Items from a dataset
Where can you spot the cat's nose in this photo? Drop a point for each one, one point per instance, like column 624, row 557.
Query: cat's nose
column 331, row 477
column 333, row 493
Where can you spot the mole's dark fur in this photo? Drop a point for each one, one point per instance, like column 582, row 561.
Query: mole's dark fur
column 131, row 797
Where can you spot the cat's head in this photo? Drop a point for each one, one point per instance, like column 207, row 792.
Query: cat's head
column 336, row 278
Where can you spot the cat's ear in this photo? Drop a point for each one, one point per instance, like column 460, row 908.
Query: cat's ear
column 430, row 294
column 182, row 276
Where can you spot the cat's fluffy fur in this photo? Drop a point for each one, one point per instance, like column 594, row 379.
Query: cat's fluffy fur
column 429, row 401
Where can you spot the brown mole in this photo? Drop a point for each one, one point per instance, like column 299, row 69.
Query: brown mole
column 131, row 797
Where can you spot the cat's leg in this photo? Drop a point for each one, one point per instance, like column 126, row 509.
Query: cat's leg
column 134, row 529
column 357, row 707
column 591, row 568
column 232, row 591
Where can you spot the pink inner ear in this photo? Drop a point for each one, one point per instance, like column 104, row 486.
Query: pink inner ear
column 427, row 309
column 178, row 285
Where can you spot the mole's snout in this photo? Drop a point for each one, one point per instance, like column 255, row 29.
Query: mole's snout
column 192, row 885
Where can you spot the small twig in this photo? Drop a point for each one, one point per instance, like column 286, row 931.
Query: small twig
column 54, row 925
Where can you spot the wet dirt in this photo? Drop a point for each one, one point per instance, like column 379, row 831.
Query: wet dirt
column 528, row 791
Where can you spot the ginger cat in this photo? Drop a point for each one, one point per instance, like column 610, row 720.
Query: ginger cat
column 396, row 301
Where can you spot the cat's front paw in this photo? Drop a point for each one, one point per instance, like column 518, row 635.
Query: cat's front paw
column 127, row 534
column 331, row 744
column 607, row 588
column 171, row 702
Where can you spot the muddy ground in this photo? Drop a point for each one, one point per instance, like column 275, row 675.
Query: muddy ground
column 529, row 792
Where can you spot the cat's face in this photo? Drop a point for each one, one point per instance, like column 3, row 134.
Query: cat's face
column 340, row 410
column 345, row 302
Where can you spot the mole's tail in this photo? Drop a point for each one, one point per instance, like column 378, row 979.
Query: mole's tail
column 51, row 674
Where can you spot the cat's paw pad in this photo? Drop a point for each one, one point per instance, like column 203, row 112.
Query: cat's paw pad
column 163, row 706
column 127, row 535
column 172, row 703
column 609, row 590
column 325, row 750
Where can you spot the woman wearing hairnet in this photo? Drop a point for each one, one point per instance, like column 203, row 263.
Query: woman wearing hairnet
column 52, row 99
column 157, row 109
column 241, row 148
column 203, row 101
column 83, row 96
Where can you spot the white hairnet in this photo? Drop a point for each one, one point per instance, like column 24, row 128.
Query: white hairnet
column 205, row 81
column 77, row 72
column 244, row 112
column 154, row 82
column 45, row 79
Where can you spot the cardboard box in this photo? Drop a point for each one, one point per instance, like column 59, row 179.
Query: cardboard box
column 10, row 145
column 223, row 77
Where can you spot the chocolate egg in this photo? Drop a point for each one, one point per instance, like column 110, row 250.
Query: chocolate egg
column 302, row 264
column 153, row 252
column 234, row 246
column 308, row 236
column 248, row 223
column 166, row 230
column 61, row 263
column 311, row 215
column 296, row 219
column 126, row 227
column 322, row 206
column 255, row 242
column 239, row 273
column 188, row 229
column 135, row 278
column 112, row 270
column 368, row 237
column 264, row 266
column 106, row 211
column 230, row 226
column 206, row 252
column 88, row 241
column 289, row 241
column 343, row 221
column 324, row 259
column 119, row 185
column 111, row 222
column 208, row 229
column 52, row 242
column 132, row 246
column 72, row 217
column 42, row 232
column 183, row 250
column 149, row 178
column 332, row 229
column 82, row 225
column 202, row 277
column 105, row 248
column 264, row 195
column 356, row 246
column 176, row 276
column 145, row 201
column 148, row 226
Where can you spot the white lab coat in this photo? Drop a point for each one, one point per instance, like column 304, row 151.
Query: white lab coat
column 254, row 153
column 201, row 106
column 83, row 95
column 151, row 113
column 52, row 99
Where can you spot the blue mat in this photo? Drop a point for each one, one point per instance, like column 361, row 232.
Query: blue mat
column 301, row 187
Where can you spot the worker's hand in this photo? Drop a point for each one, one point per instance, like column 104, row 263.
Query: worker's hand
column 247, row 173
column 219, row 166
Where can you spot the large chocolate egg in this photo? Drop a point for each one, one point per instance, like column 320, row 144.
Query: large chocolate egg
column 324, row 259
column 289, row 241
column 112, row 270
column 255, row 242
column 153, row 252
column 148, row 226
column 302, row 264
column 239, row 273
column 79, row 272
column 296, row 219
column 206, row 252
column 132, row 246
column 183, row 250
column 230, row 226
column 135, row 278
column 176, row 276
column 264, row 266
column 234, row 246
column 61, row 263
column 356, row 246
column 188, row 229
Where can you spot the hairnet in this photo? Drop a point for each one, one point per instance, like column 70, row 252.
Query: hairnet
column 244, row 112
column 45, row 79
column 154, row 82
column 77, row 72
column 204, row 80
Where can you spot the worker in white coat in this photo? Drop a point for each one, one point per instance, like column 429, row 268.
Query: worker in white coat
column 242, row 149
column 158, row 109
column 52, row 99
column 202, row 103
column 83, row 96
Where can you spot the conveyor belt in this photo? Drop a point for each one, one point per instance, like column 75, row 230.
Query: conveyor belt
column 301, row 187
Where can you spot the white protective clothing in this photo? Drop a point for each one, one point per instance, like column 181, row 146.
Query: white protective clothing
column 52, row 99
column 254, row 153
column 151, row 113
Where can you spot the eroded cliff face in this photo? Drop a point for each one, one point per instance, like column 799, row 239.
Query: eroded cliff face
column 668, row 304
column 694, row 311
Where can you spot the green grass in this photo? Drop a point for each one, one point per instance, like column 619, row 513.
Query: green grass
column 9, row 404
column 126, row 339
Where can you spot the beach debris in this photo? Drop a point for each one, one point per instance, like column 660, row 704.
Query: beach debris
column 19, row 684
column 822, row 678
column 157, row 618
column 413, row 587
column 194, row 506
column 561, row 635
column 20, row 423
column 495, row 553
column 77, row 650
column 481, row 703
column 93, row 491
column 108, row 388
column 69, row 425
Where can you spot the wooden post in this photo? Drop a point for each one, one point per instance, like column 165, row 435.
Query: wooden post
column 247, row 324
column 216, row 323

EXERCISE REQUIREMENTS:
Put the items above into a Markdown table with the columns Number and Record line, starting from the first line and going through the line containing "column 336, row 278", that line included. Number each row and leave out blank lines.

WORKED ANSWER:
| Number | Record line |
|---|---|
| 1 | Where can you spot the cat's nose in this photo? Drop a point for each one, one point per instance, like column 624, row 557. |
| 2 | Query: cat's nose |
| 3 | column 331, row 477 |
| 4 | column 333, row 493 |
| 5 | Where can you spot the mole's dark fur in this photo? Drop a point for each one, one point per instance, like column 582, row 561. |
| 6 | Query: mole's dark fur |
| 7 | column 131, row 797 |
| 8 | Where can you spot the cat's head in this photo? Drop a point for each one, one point per instance, like column 207, row 792. |
| 9 | Query: cat's head |
| 10 | column 336, row 278 |